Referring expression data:
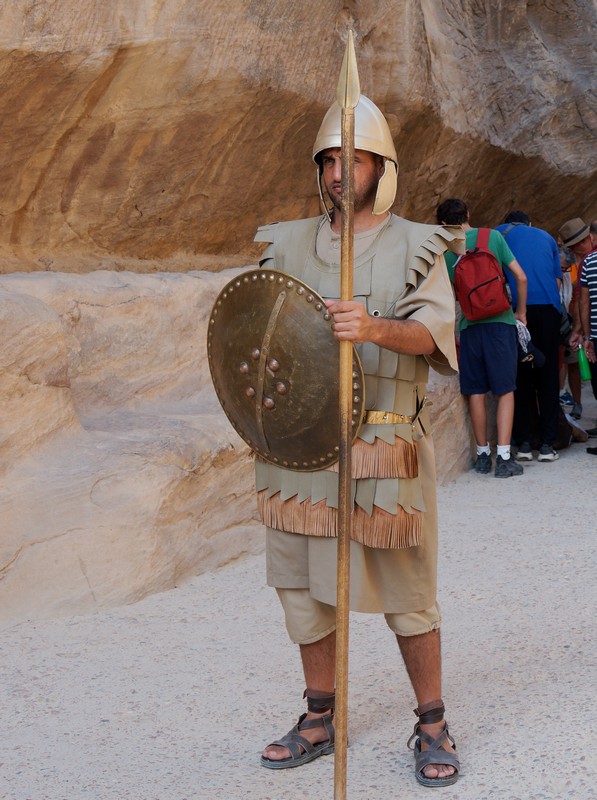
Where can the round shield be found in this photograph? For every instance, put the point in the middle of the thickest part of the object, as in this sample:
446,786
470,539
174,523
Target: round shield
275,363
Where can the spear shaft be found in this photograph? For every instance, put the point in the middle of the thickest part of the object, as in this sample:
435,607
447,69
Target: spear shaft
348,97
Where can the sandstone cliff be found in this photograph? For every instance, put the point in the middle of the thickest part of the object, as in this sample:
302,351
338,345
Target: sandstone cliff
152,136
120,474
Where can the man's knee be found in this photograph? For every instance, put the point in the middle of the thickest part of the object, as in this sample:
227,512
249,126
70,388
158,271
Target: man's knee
307,620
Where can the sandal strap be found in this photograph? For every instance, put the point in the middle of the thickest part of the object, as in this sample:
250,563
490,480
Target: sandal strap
293,740
426,757
318,702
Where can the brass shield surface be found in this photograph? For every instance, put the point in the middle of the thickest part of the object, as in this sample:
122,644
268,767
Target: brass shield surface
274,363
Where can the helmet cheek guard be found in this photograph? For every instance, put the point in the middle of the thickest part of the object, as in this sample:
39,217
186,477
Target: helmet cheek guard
372,133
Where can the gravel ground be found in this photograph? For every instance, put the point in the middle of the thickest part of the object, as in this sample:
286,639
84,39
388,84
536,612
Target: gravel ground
173,698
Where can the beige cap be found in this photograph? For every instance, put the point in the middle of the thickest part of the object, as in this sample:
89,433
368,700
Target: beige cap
574,231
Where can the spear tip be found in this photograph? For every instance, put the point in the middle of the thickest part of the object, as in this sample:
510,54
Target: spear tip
349,89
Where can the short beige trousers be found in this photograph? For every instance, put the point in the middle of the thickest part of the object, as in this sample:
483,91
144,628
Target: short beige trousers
308,620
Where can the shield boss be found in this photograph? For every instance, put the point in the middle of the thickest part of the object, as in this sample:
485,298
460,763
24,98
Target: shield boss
275,363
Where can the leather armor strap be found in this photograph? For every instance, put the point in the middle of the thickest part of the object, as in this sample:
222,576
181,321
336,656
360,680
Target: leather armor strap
319,702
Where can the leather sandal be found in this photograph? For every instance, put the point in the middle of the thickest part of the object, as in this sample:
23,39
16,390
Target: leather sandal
301,749
435,753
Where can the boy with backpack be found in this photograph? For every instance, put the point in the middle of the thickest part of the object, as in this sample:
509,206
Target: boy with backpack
488,334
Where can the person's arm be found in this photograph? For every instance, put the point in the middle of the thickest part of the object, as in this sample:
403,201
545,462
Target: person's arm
521,290
353,323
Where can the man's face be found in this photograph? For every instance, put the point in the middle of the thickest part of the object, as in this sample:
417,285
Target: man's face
368,169
582,248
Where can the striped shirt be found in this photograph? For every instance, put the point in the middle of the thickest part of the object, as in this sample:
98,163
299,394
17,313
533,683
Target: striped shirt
588,278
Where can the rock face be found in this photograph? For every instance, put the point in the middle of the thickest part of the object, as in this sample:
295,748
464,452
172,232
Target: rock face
120,474
153,136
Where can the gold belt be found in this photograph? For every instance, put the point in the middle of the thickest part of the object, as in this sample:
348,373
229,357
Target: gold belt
390,418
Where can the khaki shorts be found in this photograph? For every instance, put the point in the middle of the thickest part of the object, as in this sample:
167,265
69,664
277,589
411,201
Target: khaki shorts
308,620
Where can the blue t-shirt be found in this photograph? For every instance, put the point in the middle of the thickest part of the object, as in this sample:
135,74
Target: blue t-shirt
537,253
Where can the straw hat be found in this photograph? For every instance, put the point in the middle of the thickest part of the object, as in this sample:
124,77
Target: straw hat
573,231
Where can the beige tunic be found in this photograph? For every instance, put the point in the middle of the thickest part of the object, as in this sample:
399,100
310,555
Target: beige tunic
402,273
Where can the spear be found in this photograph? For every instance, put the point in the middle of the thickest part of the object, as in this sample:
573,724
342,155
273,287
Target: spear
348,96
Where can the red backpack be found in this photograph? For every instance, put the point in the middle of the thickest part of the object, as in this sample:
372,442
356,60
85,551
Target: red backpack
479,281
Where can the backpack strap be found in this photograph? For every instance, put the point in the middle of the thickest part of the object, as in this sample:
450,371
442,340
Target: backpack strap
483,238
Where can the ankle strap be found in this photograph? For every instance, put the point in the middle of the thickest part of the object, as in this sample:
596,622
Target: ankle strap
318,702
434,713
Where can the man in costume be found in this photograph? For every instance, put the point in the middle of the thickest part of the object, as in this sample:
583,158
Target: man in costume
402,318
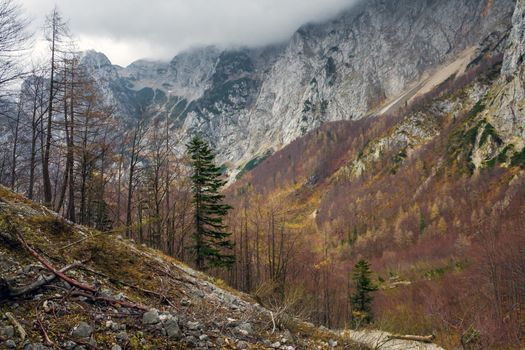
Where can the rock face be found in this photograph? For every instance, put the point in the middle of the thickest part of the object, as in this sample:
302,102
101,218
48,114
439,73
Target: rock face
506,106
249,101
515,51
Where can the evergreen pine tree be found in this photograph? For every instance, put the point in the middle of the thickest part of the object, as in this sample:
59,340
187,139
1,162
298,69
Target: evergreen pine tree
361,299
211,237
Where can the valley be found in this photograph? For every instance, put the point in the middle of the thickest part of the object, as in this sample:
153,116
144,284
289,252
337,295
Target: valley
359,185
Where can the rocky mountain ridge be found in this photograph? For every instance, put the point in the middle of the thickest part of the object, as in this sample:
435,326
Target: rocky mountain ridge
114,294
248,102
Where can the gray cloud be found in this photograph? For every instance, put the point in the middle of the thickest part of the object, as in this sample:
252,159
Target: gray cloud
127,30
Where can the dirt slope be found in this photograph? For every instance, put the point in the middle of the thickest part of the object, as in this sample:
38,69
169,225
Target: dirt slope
140,299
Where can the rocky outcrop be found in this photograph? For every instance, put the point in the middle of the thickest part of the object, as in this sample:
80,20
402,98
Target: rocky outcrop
506,101
515,52
143,300
246,101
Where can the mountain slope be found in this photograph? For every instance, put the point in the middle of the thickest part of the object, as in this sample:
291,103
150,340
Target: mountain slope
251,101
433,196
143,299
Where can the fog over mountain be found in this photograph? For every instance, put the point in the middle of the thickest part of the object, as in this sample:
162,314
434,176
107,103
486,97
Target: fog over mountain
160,29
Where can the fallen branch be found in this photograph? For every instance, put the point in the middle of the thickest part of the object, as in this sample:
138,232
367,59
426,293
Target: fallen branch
47,340
58,273
419,338
80,241
41,281
21,331
73,282
117,281
111,301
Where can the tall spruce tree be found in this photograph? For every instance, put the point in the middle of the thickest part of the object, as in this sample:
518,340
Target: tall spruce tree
361,299
211,238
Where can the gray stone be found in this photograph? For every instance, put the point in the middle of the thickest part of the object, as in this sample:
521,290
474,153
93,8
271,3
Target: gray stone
151,317
82,330
190,340
122,337
288,337
328,71
36,346
193,325
69,345
172,328
241,345
7,331
244,328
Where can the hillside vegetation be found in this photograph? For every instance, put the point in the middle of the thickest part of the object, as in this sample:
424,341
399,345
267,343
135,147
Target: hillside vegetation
141,298
432,196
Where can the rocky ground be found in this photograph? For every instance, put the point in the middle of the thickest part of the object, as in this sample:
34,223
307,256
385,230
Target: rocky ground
120,295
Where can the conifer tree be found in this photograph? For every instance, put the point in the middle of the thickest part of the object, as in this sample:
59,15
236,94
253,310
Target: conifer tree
361,299
210,236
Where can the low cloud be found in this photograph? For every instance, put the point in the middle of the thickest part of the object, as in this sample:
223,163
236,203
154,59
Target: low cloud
158,29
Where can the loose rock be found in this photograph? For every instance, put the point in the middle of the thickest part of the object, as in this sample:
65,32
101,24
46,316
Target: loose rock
151,317
172,328
82,330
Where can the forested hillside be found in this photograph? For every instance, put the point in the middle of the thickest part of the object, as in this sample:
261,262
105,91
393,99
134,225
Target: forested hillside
366,176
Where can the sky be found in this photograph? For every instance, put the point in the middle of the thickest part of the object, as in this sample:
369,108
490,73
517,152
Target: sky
127,30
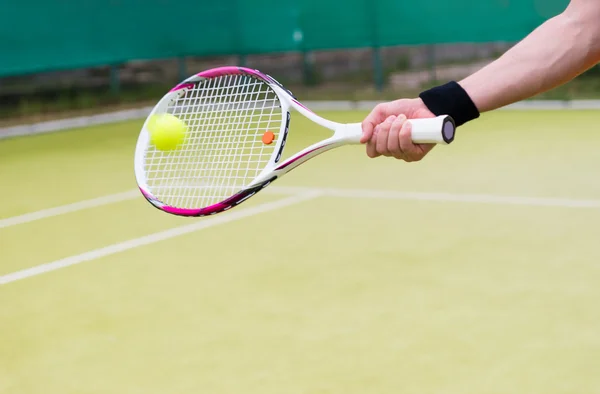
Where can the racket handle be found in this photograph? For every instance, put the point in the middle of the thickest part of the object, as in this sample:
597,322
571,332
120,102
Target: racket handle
438,130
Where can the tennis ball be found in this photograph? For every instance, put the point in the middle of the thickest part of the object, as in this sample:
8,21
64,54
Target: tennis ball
166,131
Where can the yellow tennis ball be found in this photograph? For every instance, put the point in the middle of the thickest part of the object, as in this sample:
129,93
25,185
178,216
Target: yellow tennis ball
167,131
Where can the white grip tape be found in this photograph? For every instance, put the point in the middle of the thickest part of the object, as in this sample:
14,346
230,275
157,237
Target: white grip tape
438,130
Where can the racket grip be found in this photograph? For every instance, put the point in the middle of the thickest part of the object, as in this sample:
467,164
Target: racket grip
438,130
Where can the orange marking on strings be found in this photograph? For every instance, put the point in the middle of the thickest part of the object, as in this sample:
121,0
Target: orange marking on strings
268,137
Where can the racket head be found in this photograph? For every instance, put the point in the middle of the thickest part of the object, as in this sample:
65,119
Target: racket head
226,112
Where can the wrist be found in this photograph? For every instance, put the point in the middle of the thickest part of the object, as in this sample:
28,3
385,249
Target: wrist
450,99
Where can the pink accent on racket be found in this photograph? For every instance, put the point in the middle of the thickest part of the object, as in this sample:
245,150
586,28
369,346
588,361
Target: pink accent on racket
223,160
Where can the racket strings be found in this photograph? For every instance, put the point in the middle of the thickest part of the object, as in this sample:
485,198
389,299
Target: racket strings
223,151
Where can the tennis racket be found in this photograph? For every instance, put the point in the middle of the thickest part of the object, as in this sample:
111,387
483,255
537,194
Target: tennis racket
237,121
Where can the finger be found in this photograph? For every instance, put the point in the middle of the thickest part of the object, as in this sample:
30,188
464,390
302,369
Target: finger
371,148
377,115
393,141
381,143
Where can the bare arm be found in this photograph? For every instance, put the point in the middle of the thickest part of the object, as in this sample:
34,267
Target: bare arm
553,54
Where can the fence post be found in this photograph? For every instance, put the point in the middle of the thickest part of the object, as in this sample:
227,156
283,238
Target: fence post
115,80
377,68
182,68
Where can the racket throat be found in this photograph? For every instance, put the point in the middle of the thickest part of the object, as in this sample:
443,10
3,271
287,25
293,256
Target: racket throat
348,133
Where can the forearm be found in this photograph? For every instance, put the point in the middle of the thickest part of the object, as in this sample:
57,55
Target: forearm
553,54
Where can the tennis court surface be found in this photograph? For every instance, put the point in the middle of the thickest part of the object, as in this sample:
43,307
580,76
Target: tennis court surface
473,271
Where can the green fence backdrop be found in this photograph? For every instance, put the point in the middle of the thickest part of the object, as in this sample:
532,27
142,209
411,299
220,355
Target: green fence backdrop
43,35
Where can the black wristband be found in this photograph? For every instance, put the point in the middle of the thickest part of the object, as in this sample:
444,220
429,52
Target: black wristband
450,99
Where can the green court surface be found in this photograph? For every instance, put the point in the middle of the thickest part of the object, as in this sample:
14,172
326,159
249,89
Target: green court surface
475,270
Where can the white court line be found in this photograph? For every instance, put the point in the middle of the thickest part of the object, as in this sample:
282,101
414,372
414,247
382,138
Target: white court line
46,213
333,192
445,197
157,237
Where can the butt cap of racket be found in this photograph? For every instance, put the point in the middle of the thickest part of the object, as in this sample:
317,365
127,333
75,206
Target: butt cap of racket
438,130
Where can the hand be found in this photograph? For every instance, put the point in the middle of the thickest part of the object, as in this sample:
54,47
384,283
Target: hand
386,132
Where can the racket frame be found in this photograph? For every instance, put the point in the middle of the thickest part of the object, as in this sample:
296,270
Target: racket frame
342,134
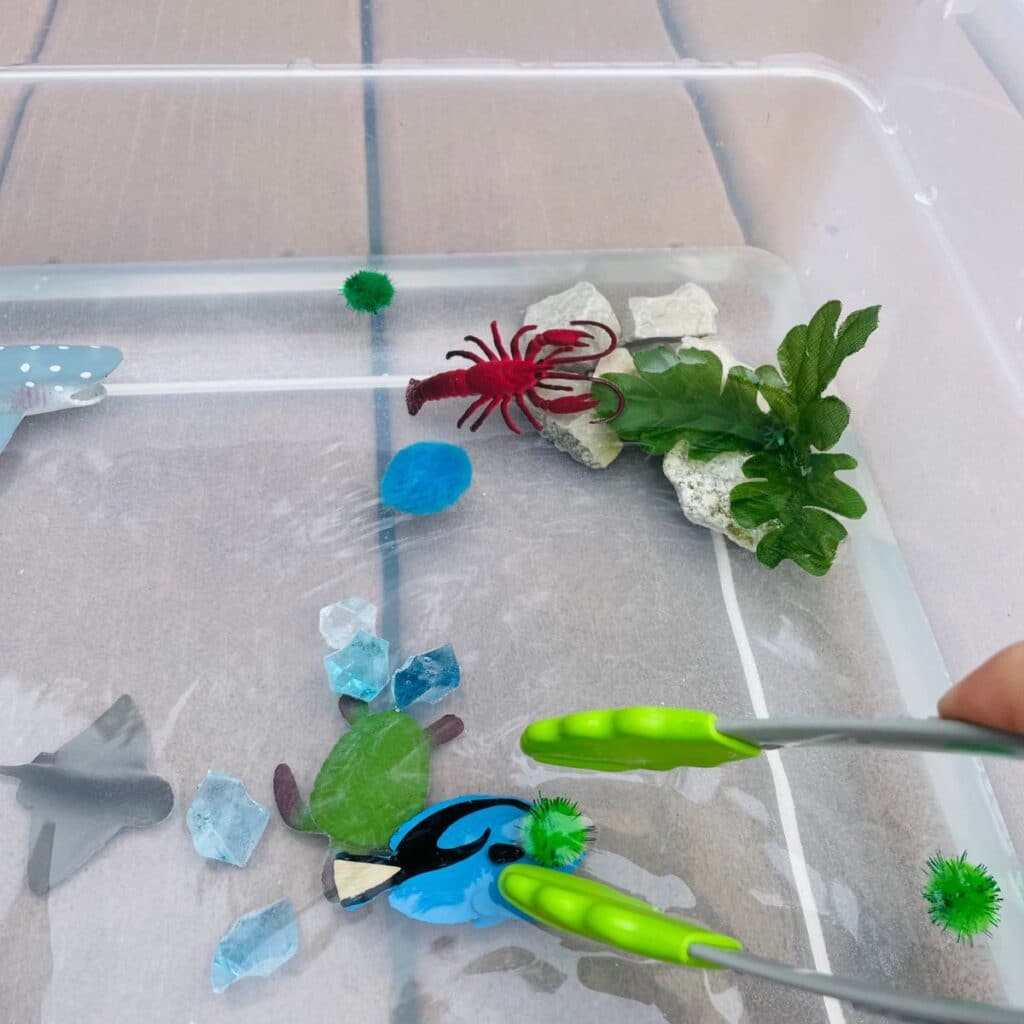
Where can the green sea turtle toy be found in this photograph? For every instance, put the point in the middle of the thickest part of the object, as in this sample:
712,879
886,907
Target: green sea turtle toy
375,778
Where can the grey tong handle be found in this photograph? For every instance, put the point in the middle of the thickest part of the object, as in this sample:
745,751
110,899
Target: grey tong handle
861,994
938,734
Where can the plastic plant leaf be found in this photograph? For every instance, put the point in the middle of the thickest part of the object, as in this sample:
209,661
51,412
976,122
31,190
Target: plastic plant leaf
604,914
676,396
811,354
799,500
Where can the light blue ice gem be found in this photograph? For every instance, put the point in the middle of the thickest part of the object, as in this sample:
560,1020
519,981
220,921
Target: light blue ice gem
256,944
427,677
225,822
359,669
340,622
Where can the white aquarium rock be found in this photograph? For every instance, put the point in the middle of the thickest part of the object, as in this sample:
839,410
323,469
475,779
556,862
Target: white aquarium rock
582,301
704,487
594,444
686,311
713,345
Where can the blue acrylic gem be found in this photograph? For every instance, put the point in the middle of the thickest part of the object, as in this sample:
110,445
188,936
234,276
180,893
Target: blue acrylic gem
426,477
359,669
256,944
427,677
340,622
225,822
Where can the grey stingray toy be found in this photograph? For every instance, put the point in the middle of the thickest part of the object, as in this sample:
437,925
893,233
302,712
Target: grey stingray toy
84,795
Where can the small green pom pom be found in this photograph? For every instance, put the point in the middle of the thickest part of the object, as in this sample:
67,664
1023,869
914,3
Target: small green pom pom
963,898
368,291
555,834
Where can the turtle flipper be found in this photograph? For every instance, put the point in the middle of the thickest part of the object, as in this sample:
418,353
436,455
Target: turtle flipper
292,807
351,708
444,730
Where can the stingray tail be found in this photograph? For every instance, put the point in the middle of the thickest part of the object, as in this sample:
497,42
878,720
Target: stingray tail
352,880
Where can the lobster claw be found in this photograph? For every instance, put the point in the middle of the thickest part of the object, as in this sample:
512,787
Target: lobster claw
565,336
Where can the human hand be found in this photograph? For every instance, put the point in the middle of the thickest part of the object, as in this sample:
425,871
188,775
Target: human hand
992,694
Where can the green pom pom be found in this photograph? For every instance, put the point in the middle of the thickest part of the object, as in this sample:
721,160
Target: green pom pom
555,834
963,898
368,291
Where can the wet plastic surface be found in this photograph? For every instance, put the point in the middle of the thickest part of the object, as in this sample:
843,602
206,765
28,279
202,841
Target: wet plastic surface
199,518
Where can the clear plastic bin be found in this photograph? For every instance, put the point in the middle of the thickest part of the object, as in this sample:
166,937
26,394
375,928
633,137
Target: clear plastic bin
176,541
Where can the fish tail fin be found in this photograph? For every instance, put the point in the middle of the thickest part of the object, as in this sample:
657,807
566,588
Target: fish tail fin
8,424
352,880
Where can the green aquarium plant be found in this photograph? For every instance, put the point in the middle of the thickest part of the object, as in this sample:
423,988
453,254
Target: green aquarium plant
962,897
793,488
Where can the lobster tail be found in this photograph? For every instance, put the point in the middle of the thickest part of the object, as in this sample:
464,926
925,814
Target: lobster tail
414,396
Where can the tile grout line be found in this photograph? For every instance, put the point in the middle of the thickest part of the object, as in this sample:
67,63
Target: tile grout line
783,792
380,360
37,49
387,541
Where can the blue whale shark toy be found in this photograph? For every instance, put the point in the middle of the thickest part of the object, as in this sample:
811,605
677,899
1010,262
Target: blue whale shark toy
45,378
443,864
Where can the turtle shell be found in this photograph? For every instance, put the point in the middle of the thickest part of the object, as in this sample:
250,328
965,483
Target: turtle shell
375,779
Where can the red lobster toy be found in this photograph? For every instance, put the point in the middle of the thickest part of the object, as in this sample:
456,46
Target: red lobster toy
502,379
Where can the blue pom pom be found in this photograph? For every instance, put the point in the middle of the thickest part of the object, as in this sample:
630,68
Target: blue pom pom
426,477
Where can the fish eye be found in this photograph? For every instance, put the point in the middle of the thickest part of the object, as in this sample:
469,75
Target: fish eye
504,853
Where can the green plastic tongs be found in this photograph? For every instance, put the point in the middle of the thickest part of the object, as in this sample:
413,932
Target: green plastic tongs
662,738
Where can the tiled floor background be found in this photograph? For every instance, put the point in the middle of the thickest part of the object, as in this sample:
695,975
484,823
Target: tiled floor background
929,225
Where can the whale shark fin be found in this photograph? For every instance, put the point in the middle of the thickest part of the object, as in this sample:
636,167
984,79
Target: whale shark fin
8,424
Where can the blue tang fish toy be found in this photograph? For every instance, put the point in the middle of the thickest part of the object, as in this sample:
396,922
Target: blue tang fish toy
442,865
44,378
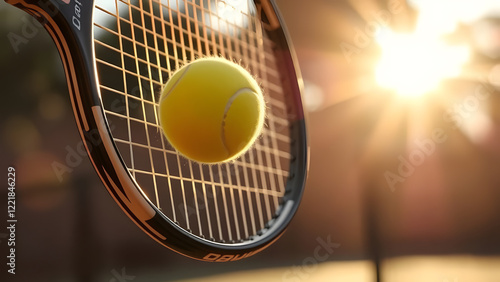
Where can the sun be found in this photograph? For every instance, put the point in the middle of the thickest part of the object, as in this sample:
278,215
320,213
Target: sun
415,64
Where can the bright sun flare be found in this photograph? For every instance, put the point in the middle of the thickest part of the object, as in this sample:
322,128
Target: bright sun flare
415,64
412,64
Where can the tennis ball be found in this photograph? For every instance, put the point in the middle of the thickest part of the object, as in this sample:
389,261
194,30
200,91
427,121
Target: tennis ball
211,110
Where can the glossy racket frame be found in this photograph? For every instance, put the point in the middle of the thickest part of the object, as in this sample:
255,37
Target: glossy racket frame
69,23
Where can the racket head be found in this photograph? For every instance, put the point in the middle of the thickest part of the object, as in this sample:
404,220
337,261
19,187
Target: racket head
118,54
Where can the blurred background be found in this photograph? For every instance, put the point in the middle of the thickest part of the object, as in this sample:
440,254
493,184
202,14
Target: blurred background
404,128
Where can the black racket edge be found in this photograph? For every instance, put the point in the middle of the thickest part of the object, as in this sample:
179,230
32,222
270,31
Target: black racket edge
70,25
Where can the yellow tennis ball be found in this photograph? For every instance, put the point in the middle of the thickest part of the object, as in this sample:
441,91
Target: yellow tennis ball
211,110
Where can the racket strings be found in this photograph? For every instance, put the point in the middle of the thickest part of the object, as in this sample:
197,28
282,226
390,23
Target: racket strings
138,45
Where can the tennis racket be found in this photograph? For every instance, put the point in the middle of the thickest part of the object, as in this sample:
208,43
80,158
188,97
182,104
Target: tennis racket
117,56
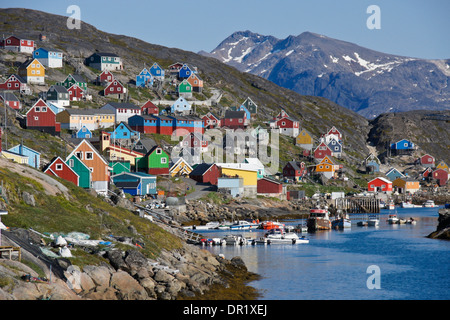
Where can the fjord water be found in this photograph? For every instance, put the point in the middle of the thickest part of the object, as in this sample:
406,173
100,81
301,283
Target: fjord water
334,265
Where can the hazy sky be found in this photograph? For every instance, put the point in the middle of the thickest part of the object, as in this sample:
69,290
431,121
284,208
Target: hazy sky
412,28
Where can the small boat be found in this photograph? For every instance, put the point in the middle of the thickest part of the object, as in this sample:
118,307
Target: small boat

▶ _Try it_
In the entries above, find the lines containing the word "boat" and say how many there are, with no other words.

▶ _Exercise result_
2